▸ GIVEN REQUEST: Return the entries below, starting at their first line and ending with the line that contains "[368,232,415,250]", with both ends included. Copy every line unchanged.

[Detection annotation entries]
■ ■ ■

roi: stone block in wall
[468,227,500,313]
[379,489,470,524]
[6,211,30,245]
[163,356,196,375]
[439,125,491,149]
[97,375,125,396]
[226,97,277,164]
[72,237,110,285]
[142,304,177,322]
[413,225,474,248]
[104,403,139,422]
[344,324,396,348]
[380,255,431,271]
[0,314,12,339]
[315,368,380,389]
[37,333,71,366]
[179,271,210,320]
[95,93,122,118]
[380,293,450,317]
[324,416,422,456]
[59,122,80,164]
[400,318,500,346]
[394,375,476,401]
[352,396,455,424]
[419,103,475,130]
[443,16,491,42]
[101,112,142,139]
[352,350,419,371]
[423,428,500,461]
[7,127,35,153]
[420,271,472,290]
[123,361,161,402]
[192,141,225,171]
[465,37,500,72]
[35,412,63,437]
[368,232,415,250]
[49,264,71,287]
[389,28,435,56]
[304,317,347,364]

■ ■ ■

▸ EXERCISE SOLUTION:
roi: stone block in wall
[468,227,500,313]
[379,489,470,524]
[6,211,30,245]
[163,356,196,375]
[439,125,491,149]
[97,375,125,396]
[226,97,277,164]
[72,237,110,285]
[142,304,177,322]
[413,225,474,248]
[104,403,139,422]
[344,324,396,348]
[380,255,431,271]
[0,314,12,339]
[315,368,380,389]
[37,333,71,366]
[179,271,210,320]
[95,93,122,118]
[380,293,450,317]
[324,416,422,456]
[59,122,80,164]
[400,318,500,346]
[394,375,476,401]
[352,396,455,424]
[419,103,475,130]
[443,16,491,42]
[101,112,142,139]
[352,350,419,371]
[423,428,500,461]
[7,127,35,153]
[420,271,472,290]
[123,361,161,402]
[192,141,225,171]
[465,37,500,72]
[35,412,63,437]
[368,232,415,250]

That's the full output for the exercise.